=== Provided entries ===
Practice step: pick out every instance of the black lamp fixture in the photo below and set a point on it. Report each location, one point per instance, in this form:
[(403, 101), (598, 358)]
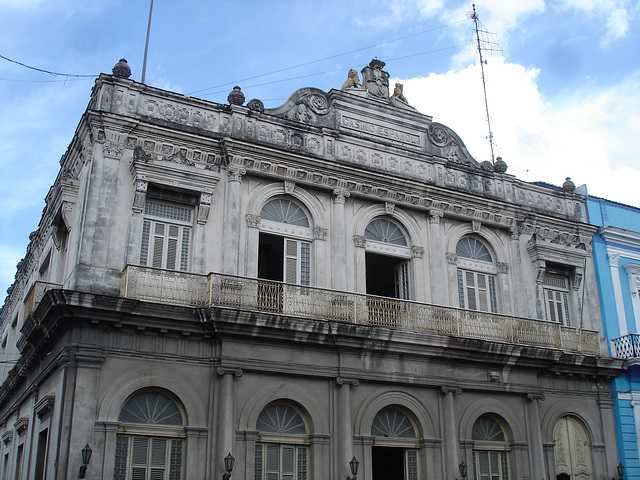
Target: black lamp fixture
[(353, 465), (229, 461), (86, 456), (463, 469)]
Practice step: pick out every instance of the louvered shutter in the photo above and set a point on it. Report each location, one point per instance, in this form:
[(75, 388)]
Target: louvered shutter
[(401, 273), (297, 268), (273, 462), (139, 458), (411, 461), (291, 261), (477, 291)]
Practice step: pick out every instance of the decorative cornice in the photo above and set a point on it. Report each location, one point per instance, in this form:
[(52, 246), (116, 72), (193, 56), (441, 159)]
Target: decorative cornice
[(449, 389), (536, 396), (320, 233), (435, 214), (44, 405), (235, 172), (229, 371), (360, 241), (340, 195), (253, 221), (347, 381)]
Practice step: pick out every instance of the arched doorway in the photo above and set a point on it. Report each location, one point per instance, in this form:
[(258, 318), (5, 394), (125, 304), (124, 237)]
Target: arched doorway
[(282, 446), (490, 449), (395, 447), (572, 450)]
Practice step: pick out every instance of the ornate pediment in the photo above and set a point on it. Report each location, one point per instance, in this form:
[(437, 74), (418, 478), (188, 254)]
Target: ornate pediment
[(309, 106)]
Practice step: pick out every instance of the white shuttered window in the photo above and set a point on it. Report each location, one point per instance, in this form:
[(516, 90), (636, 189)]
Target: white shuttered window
[(166, 235)]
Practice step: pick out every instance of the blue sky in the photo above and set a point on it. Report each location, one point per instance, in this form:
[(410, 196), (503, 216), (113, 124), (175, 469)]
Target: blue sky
[(563, 93)]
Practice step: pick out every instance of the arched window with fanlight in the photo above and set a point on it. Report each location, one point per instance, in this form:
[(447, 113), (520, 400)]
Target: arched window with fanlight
[(387, 259), (476, 275), (282, 451), (284, 252), (395, 446), (150, 438), (490, 449)]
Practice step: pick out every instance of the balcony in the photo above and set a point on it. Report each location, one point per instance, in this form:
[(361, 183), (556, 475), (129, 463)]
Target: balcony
[(627, 346), (217, 290)]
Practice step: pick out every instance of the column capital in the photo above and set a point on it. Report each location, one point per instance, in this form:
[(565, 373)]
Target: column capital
[(340, 194), (435, 215), (360, 240)]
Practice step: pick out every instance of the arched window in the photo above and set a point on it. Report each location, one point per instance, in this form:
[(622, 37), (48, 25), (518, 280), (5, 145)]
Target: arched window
[(150, 439), (490, 449), (282, 451), (387, 267), (394, 451), (476, 275), (284, 252), (386, 231), (572, 449)]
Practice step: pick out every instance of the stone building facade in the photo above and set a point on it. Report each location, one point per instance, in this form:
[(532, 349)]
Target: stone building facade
[(335, 278)]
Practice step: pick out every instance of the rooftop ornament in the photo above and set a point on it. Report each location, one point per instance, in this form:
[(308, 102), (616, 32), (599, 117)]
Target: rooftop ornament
[(122, 69), (236, 97), (500, 166), (568, 186)]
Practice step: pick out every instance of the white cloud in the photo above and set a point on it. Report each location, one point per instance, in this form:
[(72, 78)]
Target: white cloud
[(615, 13), (582, 136)]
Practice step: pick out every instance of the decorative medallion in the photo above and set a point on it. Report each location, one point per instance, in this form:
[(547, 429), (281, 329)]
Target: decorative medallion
[(438, 135)]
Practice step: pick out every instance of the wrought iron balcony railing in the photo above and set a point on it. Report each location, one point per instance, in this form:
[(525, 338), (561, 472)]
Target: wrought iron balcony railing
[(215, 289), (627, 346)]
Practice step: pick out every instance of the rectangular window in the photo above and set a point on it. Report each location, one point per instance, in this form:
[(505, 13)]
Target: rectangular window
[(19, 462), (477, 291), (166, 233), (556, 298), (148, 458), (41, 455), (280, 462), (297, 262)]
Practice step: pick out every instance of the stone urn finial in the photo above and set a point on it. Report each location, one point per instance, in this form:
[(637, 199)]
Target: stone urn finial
[(122, 69), (568, 186), (236, 97), (500, 166)]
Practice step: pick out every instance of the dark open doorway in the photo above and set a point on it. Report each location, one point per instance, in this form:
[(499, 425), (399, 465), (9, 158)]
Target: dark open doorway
[(387, 463), (270, 253), (381, 274)]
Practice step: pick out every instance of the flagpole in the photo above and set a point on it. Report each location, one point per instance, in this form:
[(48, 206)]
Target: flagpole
[(146, 44)]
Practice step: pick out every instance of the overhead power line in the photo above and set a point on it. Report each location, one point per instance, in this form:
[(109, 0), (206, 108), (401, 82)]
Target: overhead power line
[(49, 72), (330, 71), (235, 82)]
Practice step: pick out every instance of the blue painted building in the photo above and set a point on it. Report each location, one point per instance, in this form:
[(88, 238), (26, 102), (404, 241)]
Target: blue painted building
[(616, 252)]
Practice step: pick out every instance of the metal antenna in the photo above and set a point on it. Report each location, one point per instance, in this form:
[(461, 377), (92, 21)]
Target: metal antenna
[(146, 44), (474, 16)]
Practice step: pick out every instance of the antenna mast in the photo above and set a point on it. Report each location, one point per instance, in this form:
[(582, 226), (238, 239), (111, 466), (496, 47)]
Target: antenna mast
[(474, 16)]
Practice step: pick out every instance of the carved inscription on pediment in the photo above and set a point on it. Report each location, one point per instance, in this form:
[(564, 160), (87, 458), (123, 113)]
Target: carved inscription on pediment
[(405, 137), (178, 114)]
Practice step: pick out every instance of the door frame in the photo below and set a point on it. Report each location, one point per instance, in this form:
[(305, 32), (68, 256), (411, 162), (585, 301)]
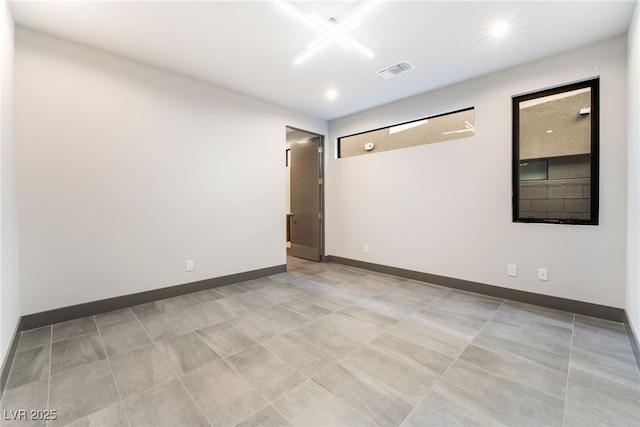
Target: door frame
[(321, 180)]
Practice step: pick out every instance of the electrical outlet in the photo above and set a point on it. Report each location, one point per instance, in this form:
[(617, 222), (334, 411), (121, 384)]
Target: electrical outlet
[(542, 274)]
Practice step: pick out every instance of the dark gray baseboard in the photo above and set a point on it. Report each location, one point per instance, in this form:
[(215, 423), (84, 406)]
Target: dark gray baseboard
[(8, 359), (633, 338), (578, 307), (32, 321)]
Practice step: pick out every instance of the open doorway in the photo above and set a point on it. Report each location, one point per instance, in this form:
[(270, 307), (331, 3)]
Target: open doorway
[(305, 195)]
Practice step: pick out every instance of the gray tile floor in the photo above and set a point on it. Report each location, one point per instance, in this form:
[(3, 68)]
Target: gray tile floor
[(325, 344)]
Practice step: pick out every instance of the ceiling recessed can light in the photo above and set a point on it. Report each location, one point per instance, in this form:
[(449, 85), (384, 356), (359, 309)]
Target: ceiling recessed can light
[(499, 29), (331, 94)]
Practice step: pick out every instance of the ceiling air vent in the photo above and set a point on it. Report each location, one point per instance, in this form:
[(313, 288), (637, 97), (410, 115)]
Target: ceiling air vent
[(395, 70)]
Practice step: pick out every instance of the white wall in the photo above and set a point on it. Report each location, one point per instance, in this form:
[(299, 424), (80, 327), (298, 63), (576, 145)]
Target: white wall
[(9, 283), (126, 171), (633, 191), (445, 208)]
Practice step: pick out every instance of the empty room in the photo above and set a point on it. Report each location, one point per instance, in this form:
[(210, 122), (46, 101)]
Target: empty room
[(333, 213)]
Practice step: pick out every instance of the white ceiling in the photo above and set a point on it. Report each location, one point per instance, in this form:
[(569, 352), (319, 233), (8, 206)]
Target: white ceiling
[(249, 46)]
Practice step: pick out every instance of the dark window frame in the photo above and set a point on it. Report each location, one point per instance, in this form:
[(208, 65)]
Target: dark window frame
===
§ Exercise: Repeat, with no changes, each line from the one with "Practice step: pick out every instance of the white ceiling" to the end of the listing, including both ends and nothing else.

§ Exercise result:
Practice step: pick out every instance of the white ceiling in the photo above and set a point on it. Report each location, one point per instance, in this form:
[(569, 352), (319, 233), (8, 206)]
Target: white ceiling
[(249, 46)]
Practice step: pick out every instance of the dark window frame in the photo above and set a point on it. Report each location, one point per instance, in this form:
[(208, 65)]
Target: dark window frame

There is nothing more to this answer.